* _DOCUMENT_:
DALLAS – Dec. 17, 2007 – Homeowners won’t have much luck selling a house right now, but it’s an entirely different story for business owners. Despite recent credit market turmoil, owners considering a sale are finding a favorable climate. The cyclical mergers and acquisitions industry is very strong right now, and owners may receive 15 to 50 percent more of the company’s enterprise value in today’s market.
Whether or not you’re considering the sale of your business, it’s always good to be prepared. Start off in the traditional New Year’s fashion—with a few resolutions. Here are eight resolutions for 2008 that every business owner should keep in mind.
Get organized. Well-organized company information and financial documents will make any company more attractive to potential buyers. Owners should make sure tax returns, balance sheets and income statements as well as information on the company’s customer base, suppliers and employees are up to date. Having these in place will help to increase the value of the sale and it will help the sale process move quickly, too.
Don’t try to do it alone. There are many nuances to selling a business. Enlisting the help experts such as lawyers, accountants, financial planners and bankers can help ease the load and ensure common mistakes aren’t made. Their professional advice and experience can help you get the best deal possible, on your terms.
Have a valuation. Business owners may think they know what their business is worth, but more often than not, owners’ estimates are significantly askew. A company’s worth to a potential buyer is linked not only to assets like cash, inventory, equipment or buildings. Its worth is actually a combination of assets and goodwill (the new owner’s ability to make a profit in the future) and market conditions. A professional valuation done will determine the company’s enterprise value against all variables. Business owners should make sure get a valuation update each year.

* _PROBLEM DETAILS_: Carry on the article about 2008 resolutions for business owners from the point it stops above.

* _LISTING_:
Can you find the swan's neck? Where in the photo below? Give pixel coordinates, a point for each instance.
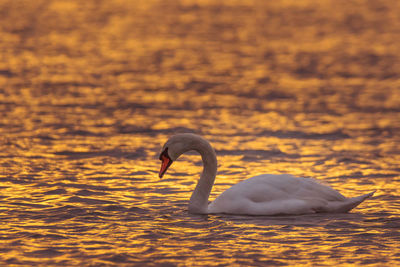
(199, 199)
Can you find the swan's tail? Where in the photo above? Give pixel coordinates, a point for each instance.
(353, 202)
--
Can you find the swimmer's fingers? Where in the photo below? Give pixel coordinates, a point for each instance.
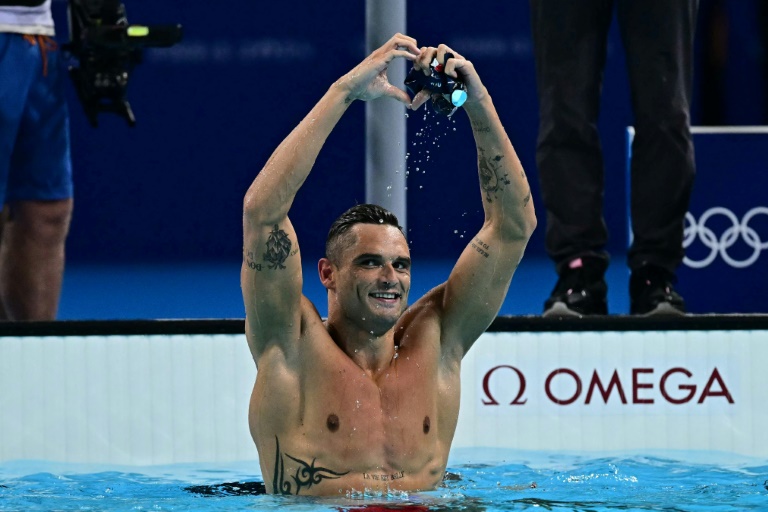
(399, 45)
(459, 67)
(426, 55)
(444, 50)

* _RESPONSE_:
Know your buyers. Owners often think they know who would be interested in buying their company. They likely think that the best buyer is a competitor, family member or current employee. This is usually not the case, and thinking so is limiting. Here’s why: many companies won’t pay a premium for a direct competitor—the likely already have the resources you do and therefore don’t need what you have to offer. Family members aren’t likely to give an owner the best price; nor are current employees or management. Potential buyers for any business are usually public and private companies, foreign buyers and private equity firms.
Make yourself more attractive to buyers. When you’re selling your business, an owner is selling the future, not the past. Unfortunately, buyers aren’t interested in the long hours and hard work someone put into building a company; they’re interested in maximizing their investment. One way to make your company’s future more attractive is to develop a forward-looking budget. The more a buyer knows about the costs and income they can expect in the future, the easier it makes their decision.
Keep quiet. Whether a business owner just thinking about selling his or her company, or they are deep in negotiations, when it comes to details of a sale, it’s always best to keep quiet. For instant, by letting people know the company’s enterprise value, the owner has set the limit in negotiating a deal. Instead, he or she should let the buyers establish a starting point.
Also, consider this tale of a business owner who tells a trusted employee that he’s thinking of selling the company. The next day, the employee innocently tells a family member, who also tells a friend. A week later the business owner hears the rumors that the company’s for sale, creating uncertainty and uneasiness among clients and employees alike. Either way, slipped information can hurt a business owner as a sale approaches.
Make plans. A good solid succession protects the company’s future vitality of the business by ensuring a smooth leadership transition. For that reason, it gives both sellers and buyers peace of mind. A buyer wants to know that after the sale, there will be someone available who knows how to operate the company and has relationships with clients and distributors—permanently or at least through the transition phase.
Additionally, since business owners’ personal net wealth is often tied to their business, those seeking to maximize the influx of wealth after a sale also should consider creating a wealth plan. And a preliminary wealth audit can help owners decide if they’re even ready to retire and what sale value is necessary to maintain their lifestyle in retirement.
Have patience. Throughout the entire process of selling a business, patience is a virtue. The process of evaluating a business, bringing it to market, finding the best buyers, negotiating and closing a deal, and transitioning it to the new owner can be a long one. The entire process often takes several years. And the transition can take even longer. Time and preparation is necessary to ensure an owner gets the maximum value for his or her business, and patience will only help the process.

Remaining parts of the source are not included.